> DESCRIPTION OF THE TASK
From the line with "x=466, y=57" through the final line of the entries below, write out each line exactly and nothing else.

··· DATA SHOWN ···

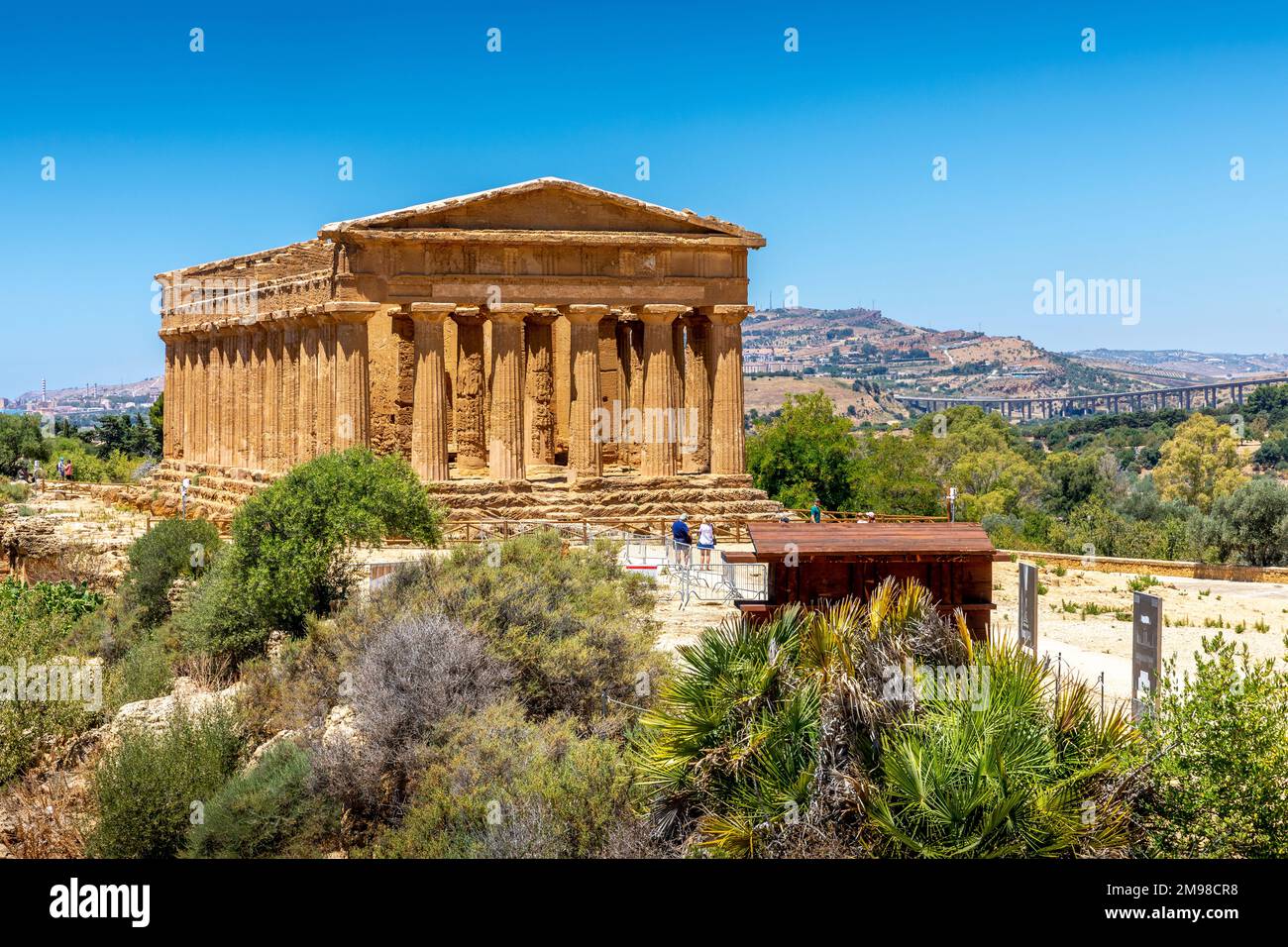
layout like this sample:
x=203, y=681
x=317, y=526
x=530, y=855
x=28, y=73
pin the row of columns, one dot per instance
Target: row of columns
x=1115, y=403
x=673, y=359
x=268, y=393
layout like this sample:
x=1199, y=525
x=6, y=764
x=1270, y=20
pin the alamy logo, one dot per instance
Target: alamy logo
x=68, y=681
x=1077, y=296
x=951, y=684
x=645, y=427
x=71, y=900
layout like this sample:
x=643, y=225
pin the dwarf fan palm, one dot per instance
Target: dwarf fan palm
x=1005, y=775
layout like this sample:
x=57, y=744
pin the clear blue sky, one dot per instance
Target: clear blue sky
x=1106, y=165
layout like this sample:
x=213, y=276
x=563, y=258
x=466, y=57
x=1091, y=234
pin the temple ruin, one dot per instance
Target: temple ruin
x=541, y=333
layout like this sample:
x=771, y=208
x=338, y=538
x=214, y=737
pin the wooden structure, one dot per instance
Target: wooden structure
x=815, y=564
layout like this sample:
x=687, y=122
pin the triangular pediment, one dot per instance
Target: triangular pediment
x=545, y=204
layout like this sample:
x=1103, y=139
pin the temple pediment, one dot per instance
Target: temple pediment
x=548, y=205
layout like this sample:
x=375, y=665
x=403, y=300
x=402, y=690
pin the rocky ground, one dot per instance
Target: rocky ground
x=1193, y=608
x=56, y=535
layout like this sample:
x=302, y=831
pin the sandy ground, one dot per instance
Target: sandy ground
x=1086, y=644
x=88, y=518
x=1096, y=643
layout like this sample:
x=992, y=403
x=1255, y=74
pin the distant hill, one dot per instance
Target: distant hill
x=147, y=389
x=866, y=344
x=1185, y=364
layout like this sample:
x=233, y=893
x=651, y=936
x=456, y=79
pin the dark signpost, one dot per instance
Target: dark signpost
x=1146, y=648
x=1029, y=607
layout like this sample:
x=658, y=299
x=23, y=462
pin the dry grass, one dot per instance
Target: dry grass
x=51, y=815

···

> FINAL ANSWER
x=466, y=57
x=1091, y=234
pin the temple ruin, one dot per instance
Target: temple ruin
x=541, y=333
layout like this sample:
x=771, y=208
x=338, y=538
x=214, y=737
pin the wooden structure, one dot per instance
Target: wooden structure
x=815, y=564
layout like this sample:
x=687, y=122
pin the triangular pediment, one dot per instance
Target: triangular pediment
x=545, y=204
layout like this sample:
x=1103, y=139
pin the temple pediment, one dot per instance
Target: temple pediment
x=548, y=205
layout like this sample:
x=375, y=665
x=403, y=300
x=402, y=690
pin the rocky ground, one dot per instance
Target: rocky ground
x=1193, y=608
x=56, y=535
layout like this sample:
x=302, y=831
pin the sandy ground, one dot per instance
Target: sandy ground
x=1086, y=644
x=88, y=518
x=1096, y=643
layout like this sample:
x=992, y=403
x=1255, y=74
pin the distant hill, one dot per instance
Target: distant hill
x=147, y=389
x=866, y=344
x=1185, y=364
layout like this sample:
x=233, y=893
x=651, y=936
x=456, y=79
pin the dark signpost, one dot per instance
Target: dark signpost
x=1146, y=648
x=1029, y=607
layout like this sample:
x=658, y=299
x=23, y=462
pin the dry grass, one dot per instance
Target: dry grass
x=51, y=815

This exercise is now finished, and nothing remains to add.